Task to carry out:
Print each entry again exactly as written, and keep the pictures out.
Provided records section start
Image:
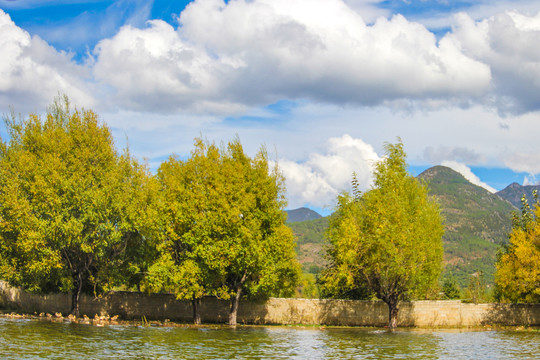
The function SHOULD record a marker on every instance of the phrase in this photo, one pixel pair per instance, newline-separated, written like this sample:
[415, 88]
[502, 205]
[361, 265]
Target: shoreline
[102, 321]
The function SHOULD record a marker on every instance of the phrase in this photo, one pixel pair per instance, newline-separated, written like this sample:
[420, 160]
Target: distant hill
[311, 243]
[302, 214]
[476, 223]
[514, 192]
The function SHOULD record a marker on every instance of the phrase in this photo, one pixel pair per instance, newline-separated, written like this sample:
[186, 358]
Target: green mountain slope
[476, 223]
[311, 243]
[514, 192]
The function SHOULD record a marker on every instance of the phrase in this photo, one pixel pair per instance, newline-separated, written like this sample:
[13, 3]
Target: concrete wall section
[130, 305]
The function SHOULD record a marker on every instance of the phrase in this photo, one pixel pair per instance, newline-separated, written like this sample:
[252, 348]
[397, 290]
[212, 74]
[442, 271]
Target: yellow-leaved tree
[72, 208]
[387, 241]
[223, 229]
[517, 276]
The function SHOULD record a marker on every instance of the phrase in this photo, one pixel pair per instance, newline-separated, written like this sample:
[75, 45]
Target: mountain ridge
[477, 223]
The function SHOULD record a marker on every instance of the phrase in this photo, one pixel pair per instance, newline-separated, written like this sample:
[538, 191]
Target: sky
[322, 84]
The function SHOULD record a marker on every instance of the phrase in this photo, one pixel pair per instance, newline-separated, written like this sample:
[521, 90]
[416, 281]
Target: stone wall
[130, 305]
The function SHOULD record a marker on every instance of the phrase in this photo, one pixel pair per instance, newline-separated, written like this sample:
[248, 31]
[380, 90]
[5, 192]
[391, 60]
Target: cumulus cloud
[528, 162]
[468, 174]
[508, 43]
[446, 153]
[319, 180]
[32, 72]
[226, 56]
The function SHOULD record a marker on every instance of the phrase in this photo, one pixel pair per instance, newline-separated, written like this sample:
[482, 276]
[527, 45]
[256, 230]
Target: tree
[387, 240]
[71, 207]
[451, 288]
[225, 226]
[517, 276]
Provided records section end
Solution for this exercise:
Image:
The function SHOULD record a marker on every instance of the phrase in this photo, one pixel pair per instance, newline-separated, written like this sample:
[415, 88]
[502, 205]
[361, 265]
Target: shoreline
[102, 321]
The function SHOULD record a marker on every instance of the phrase in this photo, one pixel pair per instance, newline-separated, written like this sample:
[420, 160]
Target: distant hill
[311, 243]
[302, 214]
[476, 223]
[514, 192]
The function SHOULD record a marker on every instance of the phrase in this photo, one pixel pair per instance, newline-separated, written like this sample:
[186, 358]
Target: green mountain slope
[476, 223]
[311, 243]
[514, 192]
The function SHOULD record a marker on every instance of the phrase in this photo, one pixel pair per instance, newline-separated, written like this sample:
[13, 3]
Target: concrete wall section
[130, 305]
The function SHOULD record a marker on every instance of the phrase in this photo, one pixel pair per instance, newline-separated, written like this sample:
[252, 348]
[397, 290]
[212, 74]
[442, 271]
Target: yellow-leaved tree
[72, 208]
[387, 241]
[223, 229]
[517, 276]
The function SHOULD record a marker on every instance of the phrase in this photo, one pixel pair per instance, newline-separated, written like this sample:
[75, 45]
Target: mountain ridge
[477, 223]
The function SHOULD record a marker on every instance of the phrase in this photo, one pixel pair per instance, newline-separated, written like this sample:
[538, 191]
Target: sky
[322, 84]
The function SHOULD record a marker on every instance of the phrase in this photo, one pixel pair per instance, newline-separated, written like this sample:
[521, 90]
[416, 281]
Target: stone wall
[130, 305]
The function SHOULD record a marker on every instance of the phrase in this photo, one pixel pair per instance, newline-separated, written like this sample:
[248, 31]
[380, 90]
[5, 192]
[391, 60]
Target: cumulus cloud
[528, 162]
[468, 174]
[508, 43]
[446, 153]
[319, 180]
[32, 72]
[226, 56]
The function SHOULD record a marker on every instance of the phrase in this photo, one pixel pair per instance, newline-separated, written like this sample:
[482, 276]
[527, 45]
[256, 230]
Target: tree
[387, 240]
[71, 207]
[451, 288]
[225, 226]
[517, 276]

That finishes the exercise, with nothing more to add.